READING TEXT:
····················

Lonni Jackson is Executive Director at The Mustard Seed Foundation, in Falls Church, VA, where he oversees their granting in Europe and Africa. He has been on PCP’s steering committee since 2017, serving as its chair from 2019 – 2022. Ask Lonni about raising service dogs, working at a foundation as it sunsets, and anything related to the Seattle Seahawks. Lonni has three adult children: Charlie, Nathan and Grace, and lives with his wife Cheryl in Falls Church, Virginia. You can email him at ljackson@msfdn.org

Thirteen years ago I attended my first PCP conference, at Reynolds Plantation, Georgia.  The group was winsomely known as PIGS (Professionals in Grantmaking Society), and the vibe was very much an “Old Boys” club.  That is not to say people were uninviting or cliquish.  I was simply intimidated walking amongst the giants of Maclellan and Murdock, Cornerstone and Stewardship.  These people knew what they were doing, had been doing it a long time, and spoke philanthropy lingo I had not yet mastered.  What could I contribute to such a group? 

Yet I also detected something special there. I sensed that important conversations were happening all around me – conversations that went deeper than a desire just for “professional development.”  Because I felt out of my league, I didn’t seriously consider returning to PIGS. But in the ensuing years I also couldn’t shake the sense that there was more for me in this community of believers who, like me, sought to build God’s kingdom through an unusual profession working in unique spaces. Moreover, I began to wonder if perhaps I might have something to give back to the community as well.

In 2017 that nagging sense finally prompted me to return to PIGS, now renamed Professionals in Christian Philanthropy. The gathering immediately felt different. Christian philanthropy was (and continues to be) changing rapidly, with lots of new staff, and even new foundations, launching into the work and grappling with challenging issues and questions. The vibe was more dynamic. The “giants” were still there – thank goodness! – but in a group that was growing and had many new faces, they helped keep the gathering intimate; grounded.   

PCP now seemed like a true community of give and take. I did both – give and take – at that conference in 2017, and was delighted to realize how valuable both were. I’d found both my voice and my people, and decided I’d be coming back every year. I also wanted to find ways to get more involved, and doing so proved incredibly rewarding.

····················

DATA BLOCK:
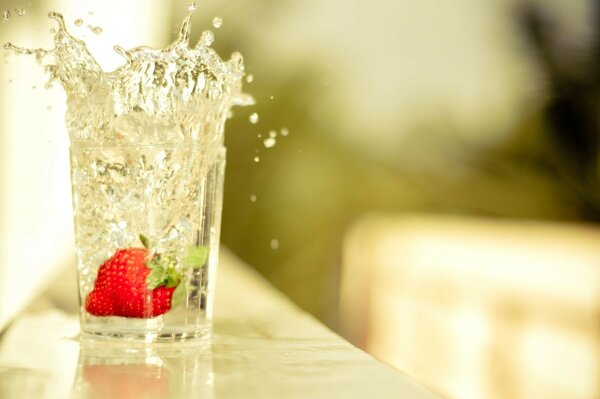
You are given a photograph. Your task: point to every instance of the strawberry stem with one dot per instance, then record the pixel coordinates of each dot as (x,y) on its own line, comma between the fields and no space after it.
(145,241)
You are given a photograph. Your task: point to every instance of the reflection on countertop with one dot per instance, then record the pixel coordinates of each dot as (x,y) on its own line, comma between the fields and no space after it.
(262,346)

····················

EXERCISE INSTRUCTIONS:
#1 For the essay on the PCP conference, decide whether each statement (a), (b), and (c) agrees with it. Answer yes or no for each, and quote the words from the essay that settle it.

(a) The writer's first PCP conference took place at Reynolds Plantation, Georgia.
(b) When the writer returned in 2017, the group had been renamed Professionals in Christian Philanthropy.
(c) Lonni Jackson oversees granting in Asia and South America.
#2 Answer these questions from the essay on the PCP conference:
(a) In which years did Lonni Jackson chair PCP's steering committee?
(b) What did the name PIGS stand for?
(c) After the 2017 conference, how often did the writer decide to come back?
#3 Please carry the essay on the PCP conference forward from its final sentence.

ANSWER LIST:
#1
(a) Yes: "Thirteen years ago I attended my first PCP conference, at Reynolds Plantation, Georgia."
(b) Yes: "In 2017 that nagging sense finally prompted me to return to PIGS, now renamed Professionals in Christian Philanthropy."
(c) No: "where he oversees their granting in Europe and Africa."

#2
(a) From 2019 to 2022.
(b) Professionals in Grantmaking Society.
(c) Every year.

#3
Last month, sitting in the Great Hall at Glen Eyrie’s Castle during our conference, I scanned the room and marveled at how far we have come since my first conference in 2010, and even since my “renewal” in 2017.  PCP continues to grow, with our membership now twice what it was just six years ago. We’re enriched by the perspective, experience, questions, and wisdom each new member brings, and enlivened by the give and take across all members of our community. Our offerings to our community are also more robust than ever before.

But more than the numbers, I marveled at the expanded senses of purpose and community that animate PCP. These have always been embedded in our group, but now they have become our hallmarks. On the final day of the conference Steve Mayer shared a vision for PCP that the Steering Committee is asking us all to consider, and I am excited about it.  He spoke about every member being plugged into an active network that will enable us to realize our collective potential and kingdom impact. He also spoke about making the big room small, working to keep that sweet sense of intimacy we all value. Still scanning the Great Hall, and with this vision for PCP in mind, I wondered what our annual conference might look like five or six years from now.  

I believe it will be a room full of colleagues. Some will be greeting friends they’ve known for years or even decades. Others will be coming for the first time, but they will be meeting in person people they’ve worked with in cohorts or communities of practice. The conference will still be a major touchstone for our community, but will be only one of many times throughout the year that members gather (virtually or otherwise) around shared questions, problems, and opportunities. New and old PCP members will explore new topics, pilot new ideas, and find new shared interests with each other.

The future envisioned for PCP is one in which the relationships in our community grow deeper even as they grow in number. It is one in which the community enables its members to grow their kingdom impact, and one in which we can accomplish more together than we could apart. Being a part of this purposeful community has been one of my true joys over the past six years. I can’t wait to see what the next six years bring.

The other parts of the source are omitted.